● EXERCISE 1:
Answer these from the article on Georgia's jobs figures:
(a) What total did Georgia's labor force reach in January?
(b) To what number did the long-term unemployed fall in January?
(c) What was the national jobless rate?

● PAGE:
┌────────

Georgia’s labor force — those working as well as those looking for work — grew by 15,704 in January, reaching 4,846,362. That was the highest level since July 2008.

The number of long-term unemployed workers — those out of work for more than 26 weeks — declined by 3,700 to 191,300 in January. That was the lowest level in 35 months. The long-term unemployed now make up 45.2 percent of those unemployed in Georgia.

The state’s jobless rate remains considerably above the 7.9 percent national rate, which will be updated for February on Friday.

13 comments Add your comment

Progress

March 7th, 2013
8:32 am

Thank you Georgia Republicans for continued high unemployment and low real estate values when the rest of the country has been in recovery for years.

└────────

Dataset entries
┌────────

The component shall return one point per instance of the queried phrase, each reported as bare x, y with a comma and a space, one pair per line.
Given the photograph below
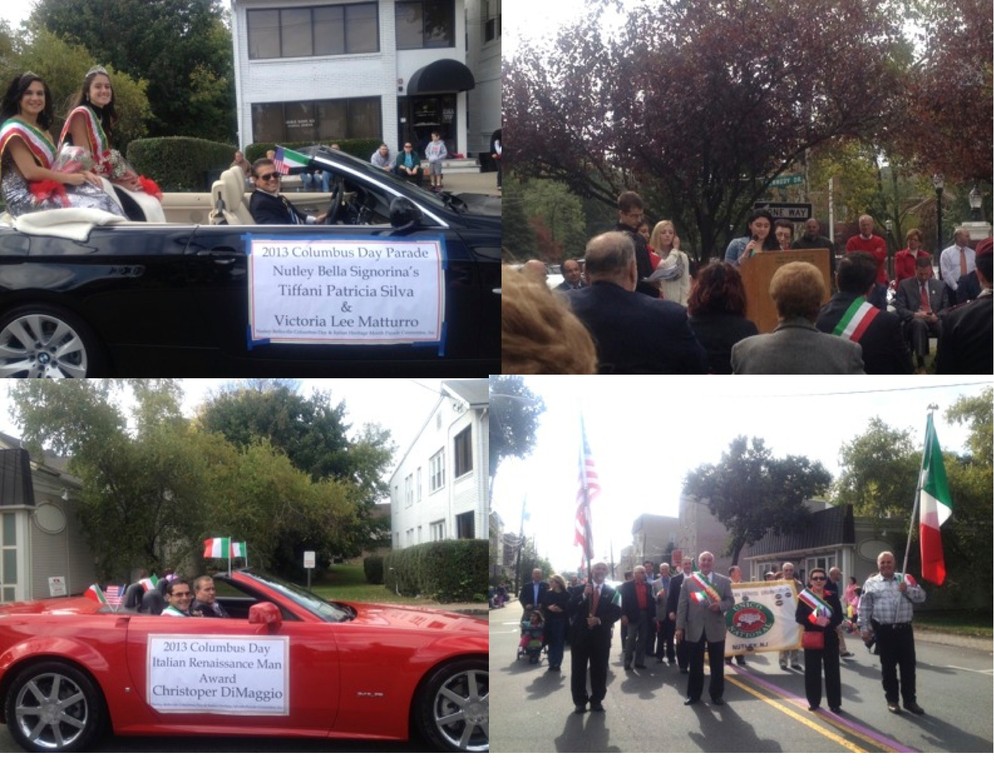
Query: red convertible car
285, 664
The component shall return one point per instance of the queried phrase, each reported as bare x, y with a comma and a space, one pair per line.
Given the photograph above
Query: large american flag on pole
587, 491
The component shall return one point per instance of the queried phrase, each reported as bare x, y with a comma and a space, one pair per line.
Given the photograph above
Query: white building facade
439, 489
323, 70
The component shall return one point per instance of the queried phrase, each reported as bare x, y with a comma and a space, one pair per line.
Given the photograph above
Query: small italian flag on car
224, 548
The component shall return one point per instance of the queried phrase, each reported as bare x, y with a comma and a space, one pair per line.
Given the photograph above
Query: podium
757, 272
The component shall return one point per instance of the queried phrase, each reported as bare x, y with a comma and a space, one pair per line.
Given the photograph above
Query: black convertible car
397, 282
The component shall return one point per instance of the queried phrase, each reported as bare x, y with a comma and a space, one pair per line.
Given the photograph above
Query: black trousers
896, 645
813, 663
593, 650
716, 663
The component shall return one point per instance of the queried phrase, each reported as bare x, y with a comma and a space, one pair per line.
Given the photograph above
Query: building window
426, 24
463, 449
491, 20
315, 121
438, 530
436, 471
464, 526
8, 558
324, 30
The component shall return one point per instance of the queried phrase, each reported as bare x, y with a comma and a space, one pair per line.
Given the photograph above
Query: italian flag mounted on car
225, 549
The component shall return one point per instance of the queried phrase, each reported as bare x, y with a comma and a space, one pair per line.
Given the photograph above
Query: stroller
532, 637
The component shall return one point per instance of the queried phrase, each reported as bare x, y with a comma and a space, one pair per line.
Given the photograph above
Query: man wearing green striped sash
848, 314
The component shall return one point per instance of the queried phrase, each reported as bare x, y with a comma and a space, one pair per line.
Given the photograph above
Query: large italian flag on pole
935, 506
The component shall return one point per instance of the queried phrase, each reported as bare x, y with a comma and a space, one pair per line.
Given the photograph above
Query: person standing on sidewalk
886, 609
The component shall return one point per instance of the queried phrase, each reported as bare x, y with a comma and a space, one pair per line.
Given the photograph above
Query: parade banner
220, 674
762, 619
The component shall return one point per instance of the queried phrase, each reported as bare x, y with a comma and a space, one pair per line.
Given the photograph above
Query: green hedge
372, 566
447, 571
361, 148
180, 163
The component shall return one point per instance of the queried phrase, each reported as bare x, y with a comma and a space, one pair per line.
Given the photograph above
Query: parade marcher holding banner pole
819, 612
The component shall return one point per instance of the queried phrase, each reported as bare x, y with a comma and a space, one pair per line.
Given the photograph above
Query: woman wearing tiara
86, 138
29, 178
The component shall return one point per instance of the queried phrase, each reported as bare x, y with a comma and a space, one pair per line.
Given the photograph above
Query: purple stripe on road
854, 725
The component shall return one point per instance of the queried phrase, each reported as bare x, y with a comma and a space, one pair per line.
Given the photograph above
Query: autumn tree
753, 493
699, 105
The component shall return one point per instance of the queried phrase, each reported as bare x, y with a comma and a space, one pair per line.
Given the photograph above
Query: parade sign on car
219, 674
375, 290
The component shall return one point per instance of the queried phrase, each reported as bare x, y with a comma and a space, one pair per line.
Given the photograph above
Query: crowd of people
632, 306
680, 619
81, 169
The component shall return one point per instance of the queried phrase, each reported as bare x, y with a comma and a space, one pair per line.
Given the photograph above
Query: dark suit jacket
637, 334
966, 340
884, 347
629, 601
267, 209
908, 299
527, 595
607, 612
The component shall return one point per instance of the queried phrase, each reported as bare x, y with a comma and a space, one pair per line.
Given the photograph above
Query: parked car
285, 664
401, 282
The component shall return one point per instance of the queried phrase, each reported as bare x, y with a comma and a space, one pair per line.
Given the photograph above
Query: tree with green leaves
753, 493
181, 48
879, 472
514, 413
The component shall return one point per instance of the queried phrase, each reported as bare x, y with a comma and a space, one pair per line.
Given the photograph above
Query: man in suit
596, 607
633, 333
919, 301
967, 340
796, 345
637, 613
532, 593
267, 205
705, 596
850, 315
673, 602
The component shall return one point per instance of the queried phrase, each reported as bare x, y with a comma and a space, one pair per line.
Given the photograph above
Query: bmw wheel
453, 710
39, 342
54, 707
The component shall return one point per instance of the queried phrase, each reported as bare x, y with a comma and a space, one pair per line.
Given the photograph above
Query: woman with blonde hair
675, 282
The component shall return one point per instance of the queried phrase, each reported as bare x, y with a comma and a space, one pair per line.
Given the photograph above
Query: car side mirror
404, 214
266, 613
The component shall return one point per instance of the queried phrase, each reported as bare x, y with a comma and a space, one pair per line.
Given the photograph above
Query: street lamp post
937, 183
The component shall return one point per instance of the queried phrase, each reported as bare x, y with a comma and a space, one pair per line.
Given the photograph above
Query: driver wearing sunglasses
267, 205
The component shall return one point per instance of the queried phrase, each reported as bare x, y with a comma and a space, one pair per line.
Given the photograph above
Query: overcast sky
400, 405
646, 433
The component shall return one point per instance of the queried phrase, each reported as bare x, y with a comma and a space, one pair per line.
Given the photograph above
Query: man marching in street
886, 609
705, 596
595, 608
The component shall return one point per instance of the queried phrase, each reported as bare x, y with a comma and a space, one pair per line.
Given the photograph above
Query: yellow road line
845, 743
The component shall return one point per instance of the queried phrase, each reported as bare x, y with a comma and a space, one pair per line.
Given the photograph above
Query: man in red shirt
876, 246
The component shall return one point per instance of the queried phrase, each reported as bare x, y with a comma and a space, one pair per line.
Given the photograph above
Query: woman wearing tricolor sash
819, 612
86, 137
29, 179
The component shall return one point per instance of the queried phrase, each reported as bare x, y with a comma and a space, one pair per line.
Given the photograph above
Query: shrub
447, 571
372, 566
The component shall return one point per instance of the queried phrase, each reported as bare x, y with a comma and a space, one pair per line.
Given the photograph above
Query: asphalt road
531, 709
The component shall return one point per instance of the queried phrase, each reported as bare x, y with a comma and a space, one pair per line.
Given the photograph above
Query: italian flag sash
702, 586
856, 320
818, 606
35, 139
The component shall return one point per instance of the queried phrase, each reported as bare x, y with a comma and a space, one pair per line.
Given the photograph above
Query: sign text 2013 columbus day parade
373, 290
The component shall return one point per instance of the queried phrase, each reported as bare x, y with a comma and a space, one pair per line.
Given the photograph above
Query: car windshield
307, 600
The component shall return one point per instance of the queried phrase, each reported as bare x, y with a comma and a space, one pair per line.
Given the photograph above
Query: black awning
16, 488
442, 76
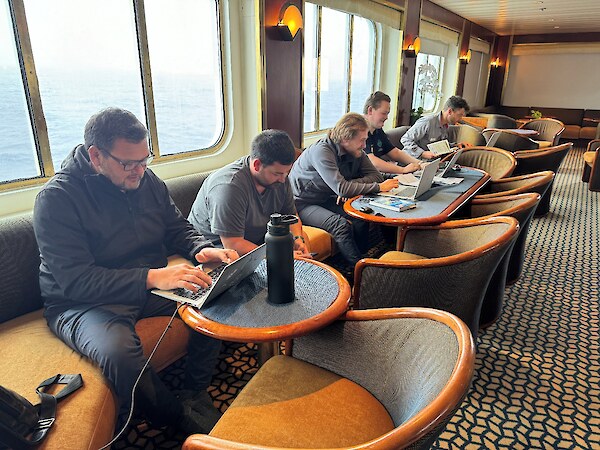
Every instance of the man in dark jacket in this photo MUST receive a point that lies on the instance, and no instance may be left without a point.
(331, 170)
(105, 225)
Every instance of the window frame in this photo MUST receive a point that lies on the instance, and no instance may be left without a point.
(34, 100)
(350, 28)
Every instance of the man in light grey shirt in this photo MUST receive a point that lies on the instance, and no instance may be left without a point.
(330, 170)
(433, 128)
(235, 203)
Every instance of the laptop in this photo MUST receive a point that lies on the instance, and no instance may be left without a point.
(223, 277)
(425, 182)
(440, 148)
(450, 164)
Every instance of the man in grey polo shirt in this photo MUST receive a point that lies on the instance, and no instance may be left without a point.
(235, 203)
(434, 128)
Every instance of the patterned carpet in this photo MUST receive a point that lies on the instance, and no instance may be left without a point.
(537, 382)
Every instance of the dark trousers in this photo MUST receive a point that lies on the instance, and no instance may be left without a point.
(350, 235)
(106, 334)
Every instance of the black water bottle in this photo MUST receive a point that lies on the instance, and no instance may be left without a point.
(280, 258)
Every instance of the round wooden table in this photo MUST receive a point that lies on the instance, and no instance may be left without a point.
(243, 314)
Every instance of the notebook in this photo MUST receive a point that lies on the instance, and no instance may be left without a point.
(440, 148)
(224, 276)
(425, 182)
(392, 203)
(450, 163)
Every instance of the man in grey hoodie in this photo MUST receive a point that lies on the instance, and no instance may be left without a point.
(328, 172)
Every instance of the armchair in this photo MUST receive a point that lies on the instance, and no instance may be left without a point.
(550, 158)
(469, 134)
(511, 141)
(549, 130)
(404, 401)
(448, 267)
(534, 182)
(521, 207)
(497, 162)
(395, 134)
(591, 167)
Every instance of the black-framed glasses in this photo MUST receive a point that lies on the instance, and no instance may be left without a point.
(129, 165)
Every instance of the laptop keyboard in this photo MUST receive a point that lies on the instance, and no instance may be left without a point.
(408, 191)
(214, 274)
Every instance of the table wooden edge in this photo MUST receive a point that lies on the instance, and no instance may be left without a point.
(430, 220)
(199, 323)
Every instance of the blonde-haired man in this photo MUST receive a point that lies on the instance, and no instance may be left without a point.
(337, 167)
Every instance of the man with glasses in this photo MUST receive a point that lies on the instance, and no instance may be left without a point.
(105, 225)
(435, 127)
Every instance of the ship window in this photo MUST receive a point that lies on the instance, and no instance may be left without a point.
(160, 60)
(339, 55)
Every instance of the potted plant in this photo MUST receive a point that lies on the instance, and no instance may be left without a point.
(415, 114)
(535, 114)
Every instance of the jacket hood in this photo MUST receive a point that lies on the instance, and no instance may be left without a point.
(77, 163)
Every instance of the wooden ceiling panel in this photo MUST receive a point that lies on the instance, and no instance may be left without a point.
(506, 17)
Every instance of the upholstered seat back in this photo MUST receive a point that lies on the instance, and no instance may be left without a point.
(548, 158)
(395, 134)
(498, 163)
(468, 134)
(548, 129)
(454, 278)
(360, 351)
(19, 268)
(184, 189)
(511, 141)
(501, 121)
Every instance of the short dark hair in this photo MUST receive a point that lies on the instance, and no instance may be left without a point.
(273, 146)
(456, 102)
(110, 124)
(375, 99)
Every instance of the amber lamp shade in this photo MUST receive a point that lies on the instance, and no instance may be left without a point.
(290, 21)
(413, 49)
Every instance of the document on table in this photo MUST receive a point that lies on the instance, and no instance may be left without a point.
(407, 179)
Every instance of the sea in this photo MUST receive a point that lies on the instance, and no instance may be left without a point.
(189, 111)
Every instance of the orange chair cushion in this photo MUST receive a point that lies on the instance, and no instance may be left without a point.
(544, 144)
(320, 242)
(31, 353)
(400, 256)
(589, 157)
(291, 403)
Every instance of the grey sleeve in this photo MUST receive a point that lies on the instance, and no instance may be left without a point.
(414, 134)
(228, 205)
(370, 173)
(325, 164)
(289, 205)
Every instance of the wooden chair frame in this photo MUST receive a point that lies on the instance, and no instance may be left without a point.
(419, 425)
(508, 155)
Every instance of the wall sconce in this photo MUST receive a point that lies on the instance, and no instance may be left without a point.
(290, 21)
(466, 58)
(412, 50)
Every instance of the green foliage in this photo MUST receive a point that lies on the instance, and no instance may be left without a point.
(536, 114)
(415, 114)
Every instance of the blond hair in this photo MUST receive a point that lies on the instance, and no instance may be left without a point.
(348, 127)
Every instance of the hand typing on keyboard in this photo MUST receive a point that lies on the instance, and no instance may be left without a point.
(178, 276)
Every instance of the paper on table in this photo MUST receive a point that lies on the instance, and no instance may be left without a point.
(407, 179)
(447, 180)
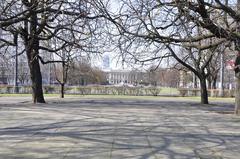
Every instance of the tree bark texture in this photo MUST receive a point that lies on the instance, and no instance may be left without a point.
(32, 49)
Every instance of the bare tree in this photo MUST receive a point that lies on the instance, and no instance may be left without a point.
(164, 22)
(39, 21)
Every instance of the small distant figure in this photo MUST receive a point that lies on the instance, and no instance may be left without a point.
(237, 65)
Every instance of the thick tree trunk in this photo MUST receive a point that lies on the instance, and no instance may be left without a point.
(32, 49)
(204, 93)
(237, 96)
(36, 77)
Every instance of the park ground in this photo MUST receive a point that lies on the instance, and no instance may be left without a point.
(118, 127)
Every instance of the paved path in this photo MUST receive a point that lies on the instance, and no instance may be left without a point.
(118, 129)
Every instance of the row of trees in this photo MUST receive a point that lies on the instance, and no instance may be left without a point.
(190, 32)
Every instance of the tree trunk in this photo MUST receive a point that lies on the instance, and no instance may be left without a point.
(62, 90)
(204, 93)
(237, 96)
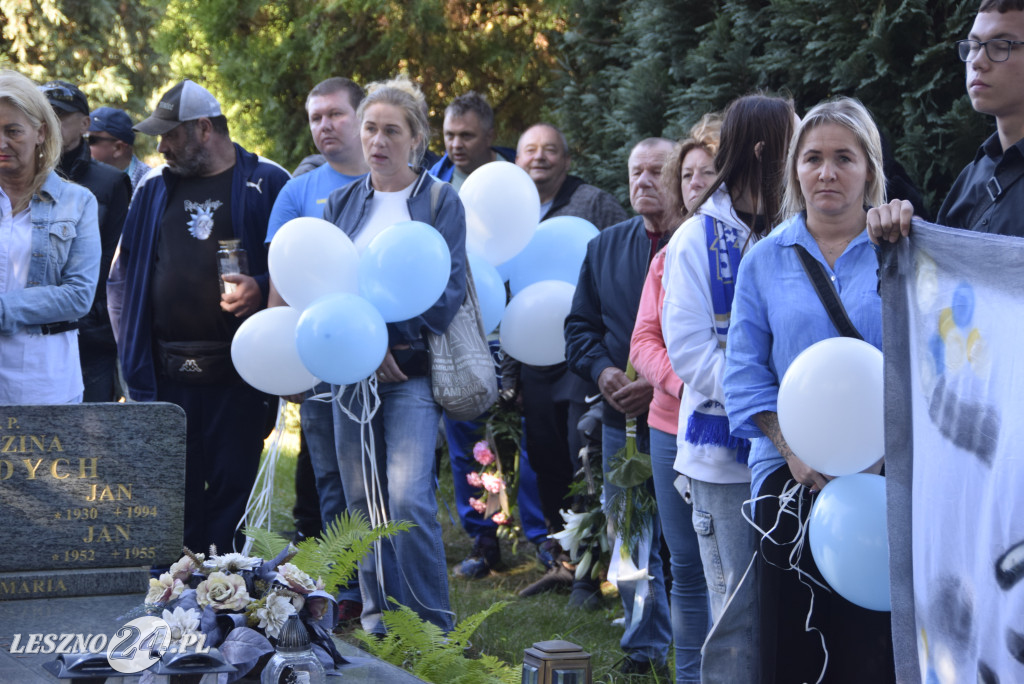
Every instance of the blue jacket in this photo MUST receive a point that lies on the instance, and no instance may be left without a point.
(443, 169)
(604, 307)
(348, 207)
(65, 262)
(255, 184)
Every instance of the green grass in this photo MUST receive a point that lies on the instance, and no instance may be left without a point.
(507, 634)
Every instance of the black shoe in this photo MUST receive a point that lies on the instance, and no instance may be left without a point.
(642, 668)
(485, 555)
(586, 594)
(556, 578)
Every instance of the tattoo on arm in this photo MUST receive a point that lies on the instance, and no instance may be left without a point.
(767, 421)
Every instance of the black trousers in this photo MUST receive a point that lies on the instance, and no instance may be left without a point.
(858, 640)
(552, 408)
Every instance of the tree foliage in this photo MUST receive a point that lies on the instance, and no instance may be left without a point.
(265, 56)
(103, 46)
(648, 68)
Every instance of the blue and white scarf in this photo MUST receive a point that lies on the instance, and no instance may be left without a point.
(709, 424)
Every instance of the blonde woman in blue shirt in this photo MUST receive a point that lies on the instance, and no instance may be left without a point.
(834, 173)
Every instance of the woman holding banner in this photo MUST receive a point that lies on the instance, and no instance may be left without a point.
(398, 482)
(834, 173)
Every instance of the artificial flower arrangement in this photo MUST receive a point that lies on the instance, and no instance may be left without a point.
(241, 602)
(499, 474)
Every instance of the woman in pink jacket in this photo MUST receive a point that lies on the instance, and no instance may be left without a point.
(687, 173)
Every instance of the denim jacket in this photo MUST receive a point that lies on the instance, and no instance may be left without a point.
(65, 263)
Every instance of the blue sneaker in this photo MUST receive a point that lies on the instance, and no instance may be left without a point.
(485, 555)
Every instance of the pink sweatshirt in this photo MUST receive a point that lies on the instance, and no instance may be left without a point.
(649, 355)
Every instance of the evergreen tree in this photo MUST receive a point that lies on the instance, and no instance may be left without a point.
(655, 68)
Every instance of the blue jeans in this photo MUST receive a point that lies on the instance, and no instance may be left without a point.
(650, 637)
(462, 435)
(727, 545)
(413, 567)
(689, 591)
(317, 430)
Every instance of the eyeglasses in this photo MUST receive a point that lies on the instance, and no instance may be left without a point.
(96, 139)
(59, 92)
(997, 49)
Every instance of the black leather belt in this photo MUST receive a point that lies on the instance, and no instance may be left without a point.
(55, 328)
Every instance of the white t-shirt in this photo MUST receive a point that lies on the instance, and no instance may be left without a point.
(386, 209)
(34, 369)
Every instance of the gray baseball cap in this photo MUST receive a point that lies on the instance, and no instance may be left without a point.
(185, 101)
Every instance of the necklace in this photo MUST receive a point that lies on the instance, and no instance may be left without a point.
(833, 249)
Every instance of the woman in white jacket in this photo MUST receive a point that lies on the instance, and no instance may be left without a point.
(740, 206)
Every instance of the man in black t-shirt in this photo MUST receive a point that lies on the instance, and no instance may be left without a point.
(173, 324)
(113, 190)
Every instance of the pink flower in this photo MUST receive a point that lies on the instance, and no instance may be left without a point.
(482, 454)
(493, 483)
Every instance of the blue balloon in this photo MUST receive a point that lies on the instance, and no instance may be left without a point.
(849, 539)
(341, 338)
(404, 270)
(489, 291)
(555, 253)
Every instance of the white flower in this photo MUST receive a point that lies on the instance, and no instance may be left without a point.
(181, 622)
(222, 592)
(163, 590)
(233, 562)
(573, 531)
(184, 567)
(273, 612)
(295, 579)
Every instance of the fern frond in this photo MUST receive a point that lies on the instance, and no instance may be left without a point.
(460, 636)
(265, 544)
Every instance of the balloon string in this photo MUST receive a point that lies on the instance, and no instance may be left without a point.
(260, 501)
(368, 401)
(791, 493)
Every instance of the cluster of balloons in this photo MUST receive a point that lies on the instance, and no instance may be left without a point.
(338, 301)
(830, 413)
(541, 261)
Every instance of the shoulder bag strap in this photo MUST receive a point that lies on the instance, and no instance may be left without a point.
(435, 193)
(827, 295)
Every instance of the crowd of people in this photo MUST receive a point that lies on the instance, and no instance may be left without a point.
(752, 240)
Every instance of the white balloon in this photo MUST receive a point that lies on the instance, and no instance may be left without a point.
(532, 328)
(503, 209)
(309, 258)
(830, 405)
(264, 352)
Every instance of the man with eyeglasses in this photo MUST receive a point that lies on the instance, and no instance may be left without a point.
(112, 140)
(113, 190)
(988, 196)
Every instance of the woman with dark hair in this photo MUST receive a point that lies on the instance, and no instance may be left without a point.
(834, 173)
(49, 253)
(411, 565)
(687, 172)
(739, 207)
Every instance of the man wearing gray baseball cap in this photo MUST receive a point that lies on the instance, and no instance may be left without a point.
(174, 314)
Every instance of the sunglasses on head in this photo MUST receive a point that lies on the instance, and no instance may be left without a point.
(96, 139)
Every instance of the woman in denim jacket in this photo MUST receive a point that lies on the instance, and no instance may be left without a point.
(49, 253)
(410, 566)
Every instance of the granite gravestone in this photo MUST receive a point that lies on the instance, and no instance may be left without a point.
(92, 494)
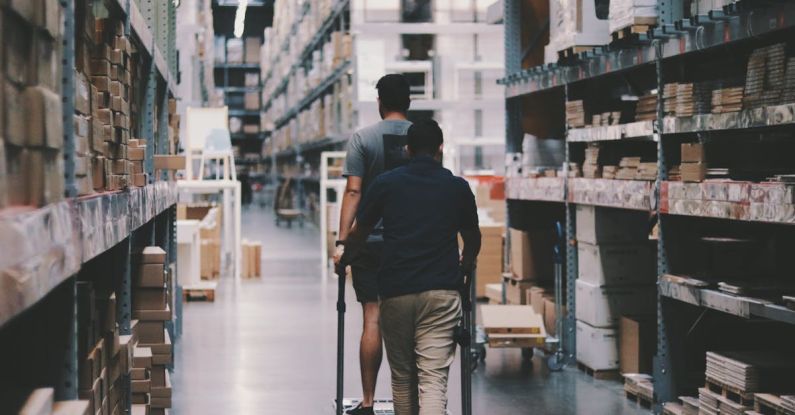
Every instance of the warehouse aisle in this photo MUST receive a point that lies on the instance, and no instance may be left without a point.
(268, 346)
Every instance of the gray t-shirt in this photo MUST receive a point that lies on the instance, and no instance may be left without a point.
(374, 150)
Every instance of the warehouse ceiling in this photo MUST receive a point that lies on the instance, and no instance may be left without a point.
(259, 15)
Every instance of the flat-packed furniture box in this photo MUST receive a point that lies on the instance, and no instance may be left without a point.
(532, 254)
(597, 347)
(638, 343)
(599, 225)
(611, 264)
(603, 306)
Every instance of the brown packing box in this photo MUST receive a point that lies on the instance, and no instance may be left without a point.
(71, 408)
(515, 291)
(142, 357)
(149, 332)
(151, 255)
(169, 162)
(531, 254)
(149, 299)
(693, 172)
(150, 275)
(637, 344)
(39, 402)
(693, 153)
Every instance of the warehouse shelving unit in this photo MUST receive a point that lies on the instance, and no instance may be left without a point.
(49, 250)
(661, 55)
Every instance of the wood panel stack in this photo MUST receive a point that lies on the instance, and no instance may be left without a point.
(764, 81)
(104, 356)
(31, 138)
(616, 276)
(154, 350)
(575, 114)
(42, 402)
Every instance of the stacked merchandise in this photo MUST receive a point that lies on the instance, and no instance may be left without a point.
(692, 99)
(31, 138)
(694, 162)
(42, 402)
(727, 100)
(616, 266)
(575, 114)
(626, 13)
(251, 264)
(647, 108)
(764, 82)
(153, 352)
(628, 168)
(670, 98)
(104, 355)
(532, 273)
(590, 167)
(573, 24)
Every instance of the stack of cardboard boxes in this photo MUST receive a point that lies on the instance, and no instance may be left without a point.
(31, 129)
(616, 277)
(104, 355)
(153, 352)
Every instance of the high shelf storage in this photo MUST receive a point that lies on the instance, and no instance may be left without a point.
(73, 219)
(711, 89)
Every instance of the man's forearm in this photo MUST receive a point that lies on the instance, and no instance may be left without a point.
(469, 254)
(350, 203)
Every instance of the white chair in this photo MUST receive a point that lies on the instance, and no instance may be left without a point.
(218, 147)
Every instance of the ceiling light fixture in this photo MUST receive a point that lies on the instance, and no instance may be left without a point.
(240, 17)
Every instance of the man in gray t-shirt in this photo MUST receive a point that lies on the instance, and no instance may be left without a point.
(372, 151)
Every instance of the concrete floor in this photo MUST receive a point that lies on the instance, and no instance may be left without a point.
(268, 346)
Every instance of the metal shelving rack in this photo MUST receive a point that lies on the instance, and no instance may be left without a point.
(336, 20)
(674, 38)
(58, 240)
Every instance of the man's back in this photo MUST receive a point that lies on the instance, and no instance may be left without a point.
(423, 207)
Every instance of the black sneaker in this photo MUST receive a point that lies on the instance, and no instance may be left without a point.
(361, 410)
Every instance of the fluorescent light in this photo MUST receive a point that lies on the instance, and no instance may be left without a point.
(240, 18)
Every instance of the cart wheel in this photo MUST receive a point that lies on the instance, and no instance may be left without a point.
(555, 362)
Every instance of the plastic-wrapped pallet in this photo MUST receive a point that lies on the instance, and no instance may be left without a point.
(574, 23)
(625, 13)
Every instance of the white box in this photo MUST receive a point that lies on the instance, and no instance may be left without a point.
(597, 347)
(603, 306)
(596, 225)
(614, 264)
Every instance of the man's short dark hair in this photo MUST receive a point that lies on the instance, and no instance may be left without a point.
(424, 137)
(393, 91)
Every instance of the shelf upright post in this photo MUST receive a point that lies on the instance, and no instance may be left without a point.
(664, 389)
(68, 95)
(569, 335)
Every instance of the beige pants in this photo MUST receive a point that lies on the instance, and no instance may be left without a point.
(418, 335)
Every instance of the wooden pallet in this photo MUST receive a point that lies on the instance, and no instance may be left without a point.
(767, 404)
(199, 292)
(611, 374)
(729, 392)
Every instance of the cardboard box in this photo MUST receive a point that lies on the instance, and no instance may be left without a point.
(515, 291)
(150, 275)
(693, 153)
(598, 225)
(532, 255)
(150, 332)
(638, 343)
(597, 348)
(169, 162)
(617, 263)
(693, 172)
(603, 306)
(149, 299)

└────────

● EXERCISE 2: How many lines of the entries contain the word "wheel"? Reply with the number only.

● COMPLETE RESPONSE 1:
(a) 4,846,362
(b) 191,300
(c) 7.9 percent

● COMPLETE RESPONSE 2: 2